§ **Task to complete**
Gather every line of the entries that includes the word "bush".

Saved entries

-- Opening Marker --

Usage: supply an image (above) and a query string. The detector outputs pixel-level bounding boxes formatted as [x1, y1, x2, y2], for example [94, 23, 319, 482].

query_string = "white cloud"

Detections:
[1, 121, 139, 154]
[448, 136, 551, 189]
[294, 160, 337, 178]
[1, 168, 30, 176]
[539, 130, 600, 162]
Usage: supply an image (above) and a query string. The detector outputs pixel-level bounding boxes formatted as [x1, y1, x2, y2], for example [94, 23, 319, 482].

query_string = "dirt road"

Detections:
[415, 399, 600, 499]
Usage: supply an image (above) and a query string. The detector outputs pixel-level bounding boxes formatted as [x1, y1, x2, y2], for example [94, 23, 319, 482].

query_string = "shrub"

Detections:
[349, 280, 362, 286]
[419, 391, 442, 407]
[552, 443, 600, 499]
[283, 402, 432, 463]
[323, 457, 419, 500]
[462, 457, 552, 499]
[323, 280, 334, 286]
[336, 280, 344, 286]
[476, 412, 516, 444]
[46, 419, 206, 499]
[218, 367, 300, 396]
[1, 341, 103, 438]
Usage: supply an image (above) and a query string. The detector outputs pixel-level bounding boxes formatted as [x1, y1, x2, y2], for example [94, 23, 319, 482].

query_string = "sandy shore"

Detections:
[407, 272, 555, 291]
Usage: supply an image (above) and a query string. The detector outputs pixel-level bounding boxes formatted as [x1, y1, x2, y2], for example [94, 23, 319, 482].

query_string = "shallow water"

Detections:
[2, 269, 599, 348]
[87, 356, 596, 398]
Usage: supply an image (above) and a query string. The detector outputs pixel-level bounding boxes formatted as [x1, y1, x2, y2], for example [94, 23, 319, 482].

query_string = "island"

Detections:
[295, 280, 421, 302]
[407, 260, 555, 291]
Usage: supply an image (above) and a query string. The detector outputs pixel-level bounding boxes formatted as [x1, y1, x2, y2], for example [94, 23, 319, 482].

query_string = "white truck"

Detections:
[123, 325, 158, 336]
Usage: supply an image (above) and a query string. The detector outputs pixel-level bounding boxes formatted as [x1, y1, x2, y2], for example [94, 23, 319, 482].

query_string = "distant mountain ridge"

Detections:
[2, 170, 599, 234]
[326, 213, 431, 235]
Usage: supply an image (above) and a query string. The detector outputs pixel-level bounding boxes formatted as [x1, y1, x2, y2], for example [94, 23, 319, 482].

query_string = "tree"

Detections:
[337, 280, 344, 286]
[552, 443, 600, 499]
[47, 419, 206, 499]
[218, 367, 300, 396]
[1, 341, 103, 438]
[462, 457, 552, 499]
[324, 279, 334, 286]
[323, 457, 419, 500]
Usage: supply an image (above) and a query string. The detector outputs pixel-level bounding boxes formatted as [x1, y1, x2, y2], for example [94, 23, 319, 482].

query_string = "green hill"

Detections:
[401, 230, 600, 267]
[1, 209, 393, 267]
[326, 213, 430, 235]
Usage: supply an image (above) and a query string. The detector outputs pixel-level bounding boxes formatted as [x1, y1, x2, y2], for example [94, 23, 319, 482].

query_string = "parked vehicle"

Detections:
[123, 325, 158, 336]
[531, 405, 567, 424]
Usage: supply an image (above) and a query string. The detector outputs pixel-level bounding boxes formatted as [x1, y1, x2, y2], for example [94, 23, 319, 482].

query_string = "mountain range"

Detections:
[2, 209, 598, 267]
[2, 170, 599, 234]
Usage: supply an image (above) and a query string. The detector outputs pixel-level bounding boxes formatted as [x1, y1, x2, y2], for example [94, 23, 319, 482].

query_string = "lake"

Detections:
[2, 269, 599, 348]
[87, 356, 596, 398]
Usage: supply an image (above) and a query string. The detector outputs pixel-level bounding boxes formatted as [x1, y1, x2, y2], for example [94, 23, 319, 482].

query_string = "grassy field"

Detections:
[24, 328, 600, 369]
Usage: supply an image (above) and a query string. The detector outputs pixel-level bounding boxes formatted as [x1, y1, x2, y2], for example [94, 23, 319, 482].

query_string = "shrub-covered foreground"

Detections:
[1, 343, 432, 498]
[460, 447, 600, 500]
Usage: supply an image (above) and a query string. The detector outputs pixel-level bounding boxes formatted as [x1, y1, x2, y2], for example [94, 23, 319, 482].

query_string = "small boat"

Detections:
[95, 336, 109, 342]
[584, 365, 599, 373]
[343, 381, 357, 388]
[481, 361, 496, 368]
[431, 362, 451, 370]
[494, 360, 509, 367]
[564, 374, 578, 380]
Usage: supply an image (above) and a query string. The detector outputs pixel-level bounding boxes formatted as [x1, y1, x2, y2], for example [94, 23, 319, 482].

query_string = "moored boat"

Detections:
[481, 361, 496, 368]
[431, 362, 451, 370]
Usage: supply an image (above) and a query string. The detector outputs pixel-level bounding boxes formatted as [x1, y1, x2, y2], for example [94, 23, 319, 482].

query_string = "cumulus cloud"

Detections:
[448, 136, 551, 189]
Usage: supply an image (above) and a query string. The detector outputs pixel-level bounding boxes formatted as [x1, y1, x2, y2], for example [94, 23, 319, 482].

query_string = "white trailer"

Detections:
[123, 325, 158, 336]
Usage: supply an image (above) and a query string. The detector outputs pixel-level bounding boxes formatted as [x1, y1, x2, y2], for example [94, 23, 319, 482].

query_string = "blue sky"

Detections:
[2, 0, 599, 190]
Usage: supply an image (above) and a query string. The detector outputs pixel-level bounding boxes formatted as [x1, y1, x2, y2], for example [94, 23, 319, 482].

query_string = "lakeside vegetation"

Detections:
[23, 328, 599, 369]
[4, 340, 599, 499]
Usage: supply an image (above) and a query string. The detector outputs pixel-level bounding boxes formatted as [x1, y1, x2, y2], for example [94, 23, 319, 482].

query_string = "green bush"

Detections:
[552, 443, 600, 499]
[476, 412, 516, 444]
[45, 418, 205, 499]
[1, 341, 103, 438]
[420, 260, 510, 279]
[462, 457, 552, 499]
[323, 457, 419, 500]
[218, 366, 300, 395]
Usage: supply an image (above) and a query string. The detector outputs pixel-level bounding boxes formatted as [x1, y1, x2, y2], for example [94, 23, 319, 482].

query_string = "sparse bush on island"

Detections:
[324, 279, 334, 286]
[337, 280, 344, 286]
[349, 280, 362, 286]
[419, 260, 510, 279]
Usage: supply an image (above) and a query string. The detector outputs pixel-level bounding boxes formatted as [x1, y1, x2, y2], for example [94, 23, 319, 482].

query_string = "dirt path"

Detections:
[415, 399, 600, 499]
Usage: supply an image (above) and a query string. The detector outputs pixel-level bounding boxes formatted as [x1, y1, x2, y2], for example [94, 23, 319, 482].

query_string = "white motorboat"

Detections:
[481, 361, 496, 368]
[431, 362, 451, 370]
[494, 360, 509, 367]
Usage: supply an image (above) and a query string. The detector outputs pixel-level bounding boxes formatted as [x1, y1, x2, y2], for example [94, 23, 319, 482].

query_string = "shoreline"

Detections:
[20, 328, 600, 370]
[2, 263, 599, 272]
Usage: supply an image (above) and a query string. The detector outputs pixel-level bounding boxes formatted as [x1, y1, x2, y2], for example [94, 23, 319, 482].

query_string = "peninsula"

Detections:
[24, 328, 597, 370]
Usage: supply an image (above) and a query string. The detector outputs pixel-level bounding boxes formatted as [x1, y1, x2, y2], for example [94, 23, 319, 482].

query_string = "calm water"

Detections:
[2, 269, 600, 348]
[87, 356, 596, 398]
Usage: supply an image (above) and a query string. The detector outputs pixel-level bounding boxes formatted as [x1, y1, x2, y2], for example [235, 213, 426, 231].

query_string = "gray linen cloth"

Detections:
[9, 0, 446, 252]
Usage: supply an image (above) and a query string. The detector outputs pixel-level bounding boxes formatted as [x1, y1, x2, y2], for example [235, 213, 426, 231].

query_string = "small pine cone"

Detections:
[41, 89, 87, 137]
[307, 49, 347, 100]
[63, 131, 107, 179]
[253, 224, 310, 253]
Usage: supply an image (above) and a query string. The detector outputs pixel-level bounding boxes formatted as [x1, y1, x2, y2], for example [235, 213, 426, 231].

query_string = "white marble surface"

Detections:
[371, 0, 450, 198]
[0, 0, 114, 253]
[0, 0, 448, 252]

-- Closing Marker --

§ **Completed task**
query_string = "green bush"
query_string = "sparse bush on island"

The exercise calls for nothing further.